Texto =>
# # #
Abderramão Sanchuelo

Abderramão ibne Sanchul (em árabe: عبد الرحمن شنجول‎; romaniz.:ʿAbd al-Raḥmān ibn Šanjūl ou ibn Sanŷul), também chamado Nácer Daulá Almamune (Nāṣir al-Dawla al-Maʾmūn) e conhecido nas crónicas dos reinos cristãos como Sanchuelo (Córdova, c.984 – Córdova, 3 de agosto de 909 foi hájibe do Califado de Córdova, que exerceu o poder de facto durante a última parte do primeiro reinado do califa Hixame II. Era irmão mais novo de Abedal Maleque Almuzafar, a quem sucedeu no governo do califado, e filho de Almançor, também ele governante máximo de facto do califado. A sua mãe foi Urraca Sanches (chamada Abda após o casamento), filha do rei Sancho Garcês II de Pamplona.[1] Foi o terceiro e último governante da dinastia política amírida no Califado de Córdova.[a]

Abderramão Sanchuelo
Outros nomes Abderramão ibne Sanchul
Sanchuelo
عبد الرحمن شنجول‎
Nascimento c. 984
Córdova
Morte 3 de agosto de 1009 (25 anos)
Córdova
Nacionalidade Califado de Córdova
Filho(a)(s) Abedalazize ibne Amir
Ocupação político e militar
Título hájibe (1008-1009)
Religião islão sunita

Biografia editar

Nasceu muito provavelmente em 984, pois os pais casaram em 983 para selar um acordo de paz.[1] Supostamente foi chamado Sanchuelo (diminutivo de Sancho) devido à parecença física com o avô. Em 992 o monarca navarro fez uma visita oficial ao genro, Almançor, para tratar de pôr fim aos ataques cordoveses, retomados após a rutura do pacto anterior entre Pamplona e Córdova. Foi recebido a 4 de setembro na Medina Alzahira, a cidade palaciana de Almançor com grande pompa militar e encontrou-se com o neto, uma criança que ostentava o título de vizir e que se diz que beijou os pés do avô como homenagem, de acordo com o relato de ibne Alcatibe.[2]

Em outubro de 1008, na sequência da morte do irmão Abedal Maleque Almuzafar, sobre a qual houve rumores que teria sido Sanchuelo o causador, sucedeu ao irmão como hájibe e soberano de facto do califado.[3][4] Fui muito mais magnânimo com o califa Hixame II do que o seu pai e o seu irmão e recebeu o título de Nāṣir al-Dawla ("Defensor da Dinastia") e al-Maʾmūn ("o Fidedigno"), o que foi mal visto pela população.[3] Estes títulos marcaram uma rutura da tradição familiar, pois o pai e o irmão tinham-se limitado a tomar títulos militares e tinha evitado tomar títulos que pudessem dar indícios de usurpação califal, e foi considerado um erro que foi muito criticado pelos seus contemporâneos. Para corrigir este erro, pouco tempo depois de tomar posse do cargo partiu em campanha contra os estado cristãos, como faziam fequentemente o pai e o irmão, para justificar o seu poder com sucessos mlitares na jiade.[5]

A enormes tensões internas no califado entre berberes, saqalibas (também conhecidos como "eslavos") e árabes, a suplantação do poder califal pelos amíridas e a pouca competência de Sanchuelo para governar provocaram um período de anarquia e revoltas que culminou na guerra civil que fez desaparecer o Califado de Córdova, após a qual o poder foi dissolvido entre os reinos de taifas.
# # #
Listagem fornecida =>
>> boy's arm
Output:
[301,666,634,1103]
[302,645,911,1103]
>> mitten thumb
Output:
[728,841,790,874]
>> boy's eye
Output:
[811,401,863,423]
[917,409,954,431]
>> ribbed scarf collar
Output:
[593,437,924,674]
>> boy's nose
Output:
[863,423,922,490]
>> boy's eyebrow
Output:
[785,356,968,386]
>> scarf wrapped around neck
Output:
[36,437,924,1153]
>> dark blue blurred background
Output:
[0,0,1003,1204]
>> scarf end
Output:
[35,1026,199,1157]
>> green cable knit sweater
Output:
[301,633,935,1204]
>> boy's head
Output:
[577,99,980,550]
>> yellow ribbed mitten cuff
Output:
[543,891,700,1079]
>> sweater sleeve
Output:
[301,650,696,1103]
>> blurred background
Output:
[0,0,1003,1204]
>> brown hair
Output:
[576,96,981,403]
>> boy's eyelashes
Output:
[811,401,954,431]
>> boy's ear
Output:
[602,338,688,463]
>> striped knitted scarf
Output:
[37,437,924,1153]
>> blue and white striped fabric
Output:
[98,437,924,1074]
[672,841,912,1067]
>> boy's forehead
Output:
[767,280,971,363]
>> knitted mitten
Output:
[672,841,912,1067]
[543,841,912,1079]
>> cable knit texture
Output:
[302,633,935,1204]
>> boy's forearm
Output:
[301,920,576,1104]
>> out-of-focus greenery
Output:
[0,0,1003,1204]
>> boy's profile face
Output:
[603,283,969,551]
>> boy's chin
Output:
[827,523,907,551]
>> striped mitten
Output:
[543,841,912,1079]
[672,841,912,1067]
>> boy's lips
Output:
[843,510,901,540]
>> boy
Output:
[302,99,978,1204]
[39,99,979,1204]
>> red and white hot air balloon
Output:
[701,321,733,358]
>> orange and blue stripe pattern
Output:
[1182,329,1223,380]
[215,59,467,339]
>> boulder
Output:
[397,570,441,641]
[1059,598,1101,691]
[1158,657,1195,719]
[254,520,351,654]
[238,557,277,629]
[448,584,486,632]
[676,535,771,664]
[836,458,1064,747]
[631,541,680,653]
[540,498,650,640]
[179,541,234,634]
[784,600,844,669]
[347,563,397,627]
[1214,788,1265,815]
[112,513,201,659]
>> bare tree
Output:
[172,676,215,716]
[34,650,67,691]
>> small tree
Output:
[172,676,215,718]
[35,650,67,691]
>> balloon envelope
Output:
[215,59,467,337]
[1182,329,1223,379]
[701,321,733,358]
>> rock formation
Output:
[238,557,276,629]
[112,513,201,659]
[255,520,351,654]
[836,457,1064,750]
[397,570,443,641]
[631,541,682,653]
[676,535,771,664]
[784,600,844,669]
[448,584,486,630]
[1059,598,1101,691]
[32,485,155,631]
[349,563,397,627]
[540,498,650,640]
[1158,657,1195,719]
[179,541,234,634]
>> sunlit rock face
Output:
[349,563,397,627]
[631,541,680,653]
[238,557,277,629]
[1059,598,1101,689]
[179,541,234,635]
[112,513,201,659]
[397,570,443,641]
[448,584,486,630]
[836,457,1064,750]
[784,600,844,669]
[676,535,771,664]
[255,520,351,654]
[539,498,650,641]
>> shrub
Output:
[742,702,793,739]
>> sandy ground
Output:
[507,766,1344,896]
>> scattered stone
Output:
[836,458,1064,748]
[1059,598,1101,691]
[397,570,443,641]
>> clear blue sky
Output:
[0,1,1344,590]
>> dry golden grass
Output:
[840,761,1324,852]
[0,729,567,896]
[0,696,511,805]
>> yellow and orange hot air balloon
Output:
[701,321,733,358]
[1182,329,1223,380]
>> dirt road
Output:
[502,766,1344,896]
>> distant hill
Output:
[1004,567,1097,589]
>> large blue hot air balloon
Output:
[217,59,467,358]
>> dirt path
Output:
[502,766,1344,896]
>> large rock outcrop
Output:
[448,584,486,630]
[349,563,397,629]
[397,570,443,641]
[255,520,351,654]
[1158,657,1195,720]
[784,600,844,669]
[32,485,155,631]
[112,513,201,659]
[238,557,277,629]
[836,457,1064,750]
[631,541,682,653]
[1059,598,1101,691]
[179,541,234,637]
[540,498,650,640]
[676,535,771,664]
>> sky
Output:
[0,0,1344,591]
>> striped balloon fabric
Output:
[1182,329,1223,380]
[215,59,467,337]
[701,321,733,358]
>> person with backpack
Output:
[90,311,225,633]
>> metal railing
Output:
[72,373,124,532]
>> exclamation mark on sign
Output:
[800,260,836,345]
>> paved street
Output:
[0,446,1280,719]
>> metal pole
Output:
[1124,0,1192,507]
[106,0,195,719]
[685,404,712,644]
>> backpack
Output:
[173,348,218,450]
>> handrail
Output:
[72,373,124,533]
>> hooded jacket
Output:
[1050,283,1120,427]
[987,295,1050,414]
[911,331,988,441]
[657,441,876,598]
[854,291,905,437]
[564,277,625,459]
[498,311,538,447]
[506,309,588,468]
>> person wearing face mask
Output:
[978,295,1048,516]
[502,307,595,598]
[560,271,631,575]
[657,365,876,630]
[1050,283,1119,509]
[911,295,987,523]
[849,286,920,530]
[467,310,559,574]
# # #
Instruções =>
Atualize o trecho do texto sobre Abderramão Sanchuelo que começa com as palavras "A enormes tensões" e termina com "reinos de taifas.", reescrevendo-o com "rebeliões" no lugar de "revoltas". Não é preciso consultar a listagem.

Resolução da tarefa =>
A enormes tensões internas no califado entre berberes, saqalibas (também conhecidos como "eslavos") e árabes, a suplantação do poder califal pelos amíridas e a pouca competência de Sanchuelo para governar provocaram um período de anarquia e rebeliões que culminou na guerra civil que fez desaparecer o Califado de Córdova, após a qual o poder foi dissolvido entre os reinos de taifas.